**Instructions for the task**
Could you copy exactly the lines below, beginning at the line with "Pick out each instance of the yellow" and stopping after the line with "Pick out each instance of the shoreline", with no pictures?

**Supplied material**
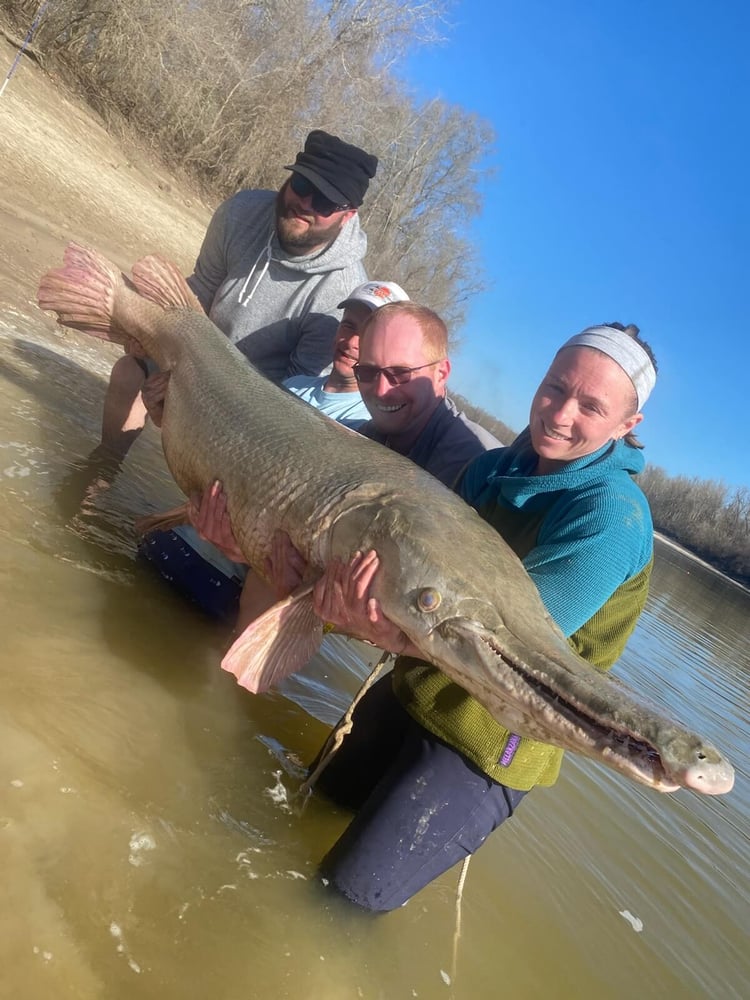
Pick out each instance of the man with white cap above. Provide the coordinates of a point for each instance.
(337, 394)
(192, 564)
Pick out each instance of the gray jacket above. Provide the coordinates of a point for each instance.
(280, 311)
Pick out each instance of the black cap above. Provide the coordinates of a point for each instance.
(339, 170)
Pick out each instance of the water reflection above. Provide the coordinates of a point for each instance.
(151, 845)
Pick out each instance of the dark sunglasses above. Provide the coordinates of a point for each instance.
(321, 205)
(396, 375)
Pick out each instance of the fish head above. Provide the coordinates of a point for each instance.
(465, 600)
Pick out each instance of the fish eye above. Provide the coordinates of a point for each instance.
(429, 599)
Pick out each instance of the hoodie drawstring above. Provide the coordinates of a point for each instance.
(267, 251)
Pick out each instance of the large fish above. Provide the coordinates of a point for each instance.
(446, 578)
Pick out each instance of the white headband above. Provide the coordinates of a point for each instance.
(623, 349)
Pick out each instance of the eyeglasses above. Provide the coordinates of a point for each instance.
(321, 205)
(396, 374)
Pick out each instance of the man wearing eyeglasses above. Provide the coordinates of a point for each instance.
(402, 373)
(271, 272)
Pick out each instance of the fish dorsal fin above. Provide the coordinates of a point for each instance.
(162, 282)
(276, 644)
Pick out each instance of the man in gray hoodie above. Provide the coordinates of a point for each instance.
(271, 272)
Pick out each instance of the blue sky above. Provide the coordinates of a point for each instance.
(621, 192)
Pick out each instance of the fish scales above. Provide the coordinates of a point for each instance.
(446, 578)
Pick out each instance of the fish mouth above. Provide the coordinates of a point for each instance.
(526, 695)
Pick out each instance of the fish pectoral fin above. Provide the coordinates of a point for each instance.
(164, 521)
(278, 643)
---
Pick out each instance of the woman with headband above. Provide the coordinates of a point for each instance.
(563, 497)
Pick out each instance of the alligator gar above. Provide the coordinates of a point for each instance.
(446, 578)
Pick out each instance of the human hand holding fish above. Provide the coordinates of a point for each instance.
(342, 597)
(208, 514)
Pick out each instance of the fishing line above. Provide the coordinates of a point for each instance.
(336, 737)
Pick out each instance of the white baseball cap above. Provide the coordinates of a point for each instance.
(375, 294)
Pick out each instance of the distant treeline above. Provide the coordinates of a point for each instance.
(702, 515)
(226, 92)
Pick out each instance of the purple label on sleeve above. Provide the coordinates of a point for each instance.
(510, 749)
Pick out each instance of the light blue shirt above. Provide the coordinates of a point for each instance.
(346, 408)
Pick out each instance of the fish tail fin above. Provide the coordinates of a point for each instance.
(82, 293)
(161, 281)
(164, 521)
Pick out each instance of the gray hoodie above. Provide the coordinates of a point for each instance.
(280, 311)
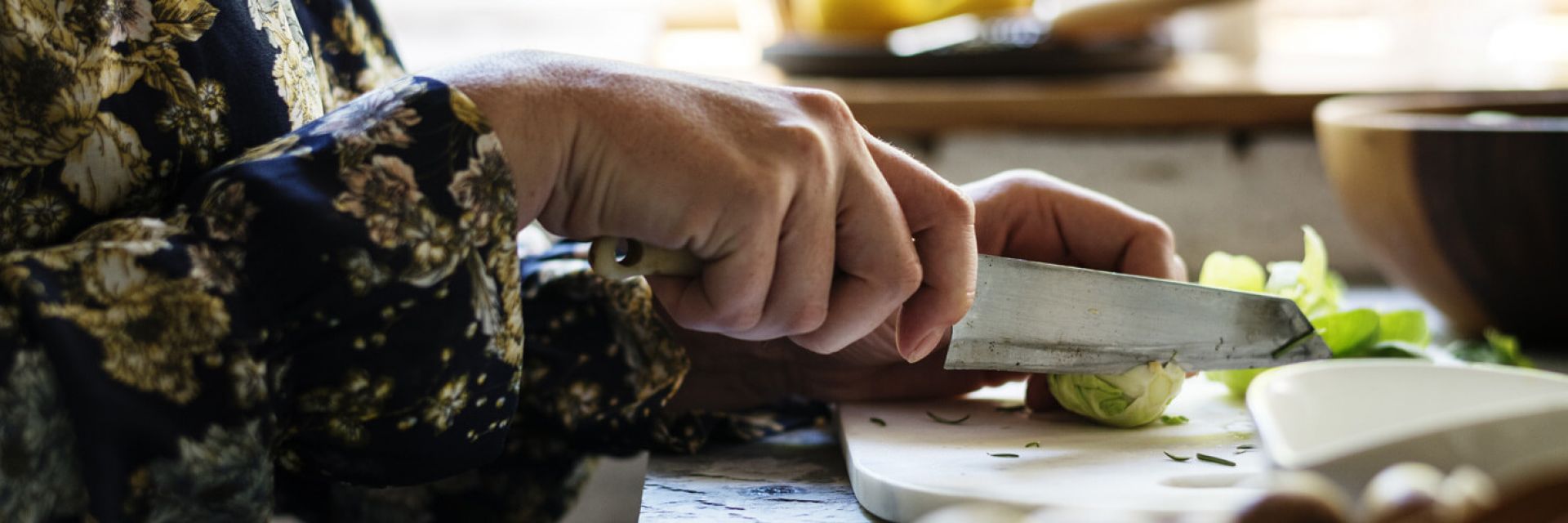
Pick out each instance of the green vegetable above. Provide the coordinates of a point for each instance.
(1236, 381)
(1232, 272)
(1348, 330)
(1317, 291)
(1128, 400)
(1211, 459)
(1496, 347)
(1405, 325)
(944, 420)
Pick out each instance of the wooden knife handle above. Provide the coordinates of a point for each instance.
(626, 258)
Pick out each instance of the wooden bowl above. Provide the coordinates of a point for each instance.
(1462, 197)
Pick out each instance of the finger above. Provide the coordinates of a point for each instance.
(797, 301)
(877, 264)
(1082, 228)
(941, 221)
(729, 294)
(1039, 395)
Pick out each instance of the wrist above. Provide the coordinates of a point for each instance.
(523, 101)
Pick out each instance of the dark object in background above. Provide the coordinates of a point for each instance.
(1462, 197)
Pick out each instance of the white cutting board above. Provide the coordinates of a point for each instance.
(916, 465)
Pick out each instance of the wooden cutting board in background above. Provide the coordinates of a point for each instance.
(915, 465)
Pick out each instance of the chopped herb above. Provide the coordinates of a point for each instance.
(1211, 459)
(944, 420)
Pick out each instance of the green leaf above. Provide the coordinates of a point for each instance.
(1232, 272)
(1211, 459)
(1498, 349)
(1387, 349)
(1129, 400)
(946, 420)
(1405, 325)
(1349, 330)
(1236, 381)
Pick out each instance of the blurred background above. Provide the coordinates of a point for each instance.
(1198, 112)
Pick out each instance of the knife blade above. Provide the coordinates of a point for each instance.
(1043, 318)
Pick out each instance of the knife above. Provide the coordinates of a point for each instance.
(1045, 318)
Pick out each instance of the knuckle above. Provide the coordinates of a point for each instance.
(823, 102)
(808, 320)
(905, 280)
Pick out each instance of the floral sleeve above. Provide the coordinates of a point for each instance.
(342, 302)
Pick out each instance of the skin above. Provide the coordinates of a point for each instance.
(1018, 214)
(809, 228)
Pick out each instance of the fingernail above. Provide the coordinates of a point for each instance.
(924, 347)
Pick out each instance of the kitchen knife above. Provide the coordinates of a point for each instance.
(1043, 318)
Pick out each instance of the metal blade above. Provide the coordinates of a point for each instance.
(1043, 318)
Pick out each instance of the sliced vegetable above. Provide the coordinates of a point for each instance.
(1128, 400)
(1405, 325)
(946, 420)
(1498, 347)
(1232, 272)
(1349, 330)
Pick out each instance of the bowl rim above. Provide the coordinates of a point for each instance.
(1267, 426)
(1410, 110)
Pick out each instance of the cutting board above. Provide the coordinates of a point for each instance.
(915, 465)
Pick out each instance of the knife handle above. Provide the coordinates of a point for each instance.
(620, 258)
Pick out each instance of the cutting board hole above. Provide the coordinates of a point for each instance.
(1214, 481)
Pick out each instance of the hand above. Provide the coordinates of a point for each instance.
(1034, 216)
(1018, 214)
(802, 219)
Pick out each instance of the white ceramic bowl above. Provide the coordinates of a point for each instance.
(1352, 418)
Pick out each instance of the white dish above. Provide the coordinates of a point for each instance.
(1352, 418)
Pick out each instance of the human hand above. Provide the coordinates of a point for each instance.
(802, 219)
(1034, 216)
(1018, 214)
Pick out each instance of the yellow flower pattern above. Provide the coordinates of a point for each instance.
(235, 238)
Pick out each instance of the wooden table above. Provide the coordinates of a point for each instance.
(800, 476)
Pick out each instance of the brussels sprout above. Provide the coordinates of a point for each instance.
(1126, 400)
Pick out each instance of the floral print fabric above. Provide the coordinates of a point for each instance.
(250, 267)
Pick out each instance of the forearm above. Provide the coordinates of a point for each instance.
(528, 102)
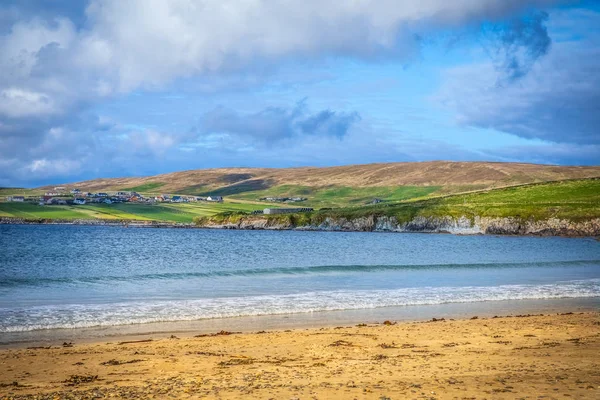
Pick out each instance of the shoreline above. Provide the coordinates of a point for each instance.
==
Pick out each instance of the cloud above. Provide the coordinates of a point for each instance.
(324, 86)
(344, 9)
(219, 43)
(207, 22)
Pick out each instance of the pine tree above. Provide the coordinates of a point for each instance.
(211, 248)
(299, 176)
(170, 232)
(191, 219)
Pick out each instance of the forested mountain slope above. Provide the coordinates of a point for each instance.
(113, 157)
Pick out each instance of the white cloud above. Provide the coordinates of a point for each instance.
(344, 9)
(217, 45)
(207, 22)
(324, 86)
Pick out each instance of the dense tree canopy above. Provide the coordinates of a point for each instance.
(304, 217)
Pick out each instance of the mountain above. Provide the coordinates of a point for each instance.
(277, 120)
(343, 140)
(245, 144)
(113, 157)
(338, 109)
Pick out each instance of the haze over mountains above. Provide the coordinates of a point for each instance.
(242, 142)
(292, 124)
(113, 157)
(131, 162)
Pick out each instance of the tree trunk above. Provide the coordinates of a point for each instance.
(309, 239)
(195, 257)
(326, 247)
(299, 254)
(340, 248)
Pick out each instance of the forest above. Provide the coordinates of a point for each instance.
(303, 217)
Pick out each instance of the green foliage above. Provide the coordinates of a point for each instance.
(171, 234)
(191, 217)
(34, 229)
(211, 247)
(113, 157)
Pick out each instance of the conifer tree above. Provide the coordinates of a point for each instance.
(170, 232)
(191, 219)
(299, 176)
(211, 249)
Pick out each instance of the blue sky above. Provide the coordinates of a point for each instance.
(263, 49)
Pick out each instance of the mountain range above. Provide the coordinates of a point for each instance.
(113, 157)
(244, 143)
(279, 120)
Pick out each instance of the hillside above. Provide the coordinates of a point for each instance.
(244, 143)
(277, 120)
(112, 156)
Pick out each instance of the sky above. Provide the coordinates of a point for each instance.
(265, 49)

**Response**
Pick out each instance of the yellow flower pattern above. Provide the coordinates of a point for each instance.
(235, 238)
Pick out each instance of the wooden table above. Provide the coordinates of a point for each instance.
(800, 476)
Pick out each instance of the brussels sprout above. Provide the coordinates of a point for each instance.
(1126, 400)
Pick out each instance of the floral print fabric above. Provide the coordinates of a point for each instance.
(250, 267)
Pick out each instance of the forearm above. Provide the coordinates of a point for each instance.
(528, 102)
Pick out each instance of the shoreline above. Provide the coordinates of a point for each instance.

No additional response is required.